> _Work required_: Output the entries in the stretch from the line containing "Here's a dare: find doorway" through the line containing "[124,20,230,166]" as a two-column CSV with the headers text and answer, one row per entry. Put each field in double quotes and replace any line breaks inside a field with spaces.

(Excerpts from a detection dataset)
.....

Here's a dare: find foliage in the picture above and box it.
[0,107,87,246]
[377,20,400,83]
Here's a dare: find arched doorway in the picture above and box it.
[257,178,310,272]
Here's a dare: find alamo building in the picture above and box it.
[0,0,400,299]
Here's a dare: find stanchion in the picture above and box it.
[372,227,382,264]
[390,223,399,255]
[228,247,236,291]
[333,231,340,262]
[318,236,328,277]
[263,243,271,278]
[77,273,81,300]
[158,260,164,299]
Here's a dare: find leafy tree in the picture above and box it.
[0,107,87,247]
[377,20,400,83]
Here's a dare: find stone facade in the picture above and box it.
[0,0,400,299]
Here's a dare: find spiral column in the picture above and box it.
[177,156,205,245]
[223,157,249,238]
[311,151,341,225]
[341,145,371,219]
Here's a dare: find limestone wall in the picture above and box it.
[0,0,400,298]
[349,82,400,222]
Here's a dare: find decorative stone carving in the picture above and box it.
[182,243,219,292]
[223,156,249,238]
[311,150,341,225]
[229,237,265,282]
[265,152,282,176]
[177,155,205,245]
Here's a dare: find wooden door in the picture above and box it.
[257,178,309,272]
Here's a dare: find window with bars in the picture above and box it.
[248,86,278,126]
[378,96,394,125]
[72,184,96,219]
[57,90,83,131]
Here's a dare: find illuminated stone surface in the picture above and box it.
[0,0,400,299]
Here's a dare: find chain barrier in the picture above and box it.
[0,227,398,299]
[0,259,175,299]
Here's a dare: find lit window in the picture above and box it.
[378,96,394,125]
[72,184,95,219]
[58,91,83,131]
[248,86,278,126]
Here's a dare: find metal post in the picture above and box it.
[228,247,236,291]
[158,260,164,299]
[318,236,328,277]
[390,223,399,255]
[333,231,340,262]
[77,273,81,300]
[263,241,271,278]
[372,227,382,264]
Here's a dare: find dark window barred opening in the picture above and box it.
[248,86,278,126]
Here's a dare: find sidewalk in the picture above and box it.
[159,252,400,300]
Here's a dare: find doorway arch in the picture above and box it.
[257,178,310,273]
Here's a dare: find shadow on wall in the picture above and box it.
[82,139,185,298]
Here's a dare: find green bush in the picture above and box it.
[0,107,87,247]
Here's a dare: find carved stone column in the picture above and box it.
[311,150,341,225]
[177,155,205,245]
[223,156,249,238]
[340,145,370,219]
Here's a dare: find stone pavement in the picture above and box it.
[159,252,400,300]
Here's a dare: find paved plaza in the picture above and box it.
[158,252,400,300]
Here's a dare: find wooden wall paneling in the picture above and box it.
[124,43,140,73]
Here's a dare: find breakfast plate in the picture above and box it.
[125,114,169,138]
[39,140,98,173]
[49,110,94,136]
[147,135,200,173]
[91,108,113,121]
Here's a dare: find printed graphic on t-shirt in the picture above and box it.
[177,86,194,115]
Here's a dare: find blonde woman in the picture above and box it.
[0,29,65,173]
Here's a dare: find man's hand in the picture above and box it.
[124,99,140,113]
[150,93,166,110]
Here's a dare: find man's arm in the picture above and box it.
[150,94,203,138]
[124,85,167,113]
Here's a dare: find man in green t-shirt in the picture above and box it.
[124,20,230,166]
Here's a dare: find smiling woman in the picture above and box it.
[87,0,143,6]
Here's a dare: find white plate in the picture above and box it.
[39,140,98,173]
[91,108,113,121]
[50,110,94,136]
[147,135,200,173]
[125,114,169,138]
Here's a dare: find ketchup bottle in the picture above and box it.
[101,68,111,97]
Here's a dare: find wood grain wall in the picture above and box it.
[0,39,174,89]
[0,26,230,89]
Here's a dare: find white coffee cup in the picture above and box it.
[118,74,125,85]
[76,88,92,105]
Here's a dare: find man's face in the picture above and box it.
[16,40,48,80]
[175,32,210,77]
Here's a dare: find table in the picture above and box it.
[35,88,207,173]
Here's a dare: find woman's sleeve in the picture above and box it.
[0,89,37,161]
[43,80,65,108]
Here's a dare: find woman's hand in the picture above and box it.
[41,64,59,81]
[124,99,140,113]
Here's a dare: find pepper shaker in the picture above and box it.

.....

> _Task result_:
text,answer
"Here's a dare: find doorway arch in the picture above and box it.","[257,178,310,273]"
"Here's a dare: find shadow on wall in the picture above and box it.","[82,139,185,298]"
"Here's a dare: find green bush in the picture above and box it.","[0,107,87,247]"
"Here's a dare: find carved stone column in the picture above and box it.","[311,150,341,225] [177,155,205,245] [223,156,249,238] [340,145,370,219]"
"Here's a dare: find stone pavement in the picture above and box it.","[159,252,400,300]"
"Here's a dare: find paved plaza in the picture above and box it.","[158,252,400,300]"
"Here's a dare: find wooden wall paneling in the picture above and box it.","[124,43,140,73]"
"Here's a dare: find breakfast plate in the picture above and box it.","[125,114,169,138] [39,140,98,173] [49,110,94,136] [147,135,200,173] [91,108,113,121]"
"Here's a dare: find printed graphic on t-shirt in the picture above and box it.","[177,86,194,115]"
"Here's a dare: find blonde woman in the picture above and box it.","[0,29,65,173]"
"Here's a dare: find man's hand in the picture above and box it.","[124,99,140,113] [150,93,166,110]"
"Here's a dare: find man's arm in the picture above and box it.","[150,94,203,138] [124,85,167,113]"
"Here's a dare: find man in green t-shirt in the picture above and box it.","[124,20,230,166]"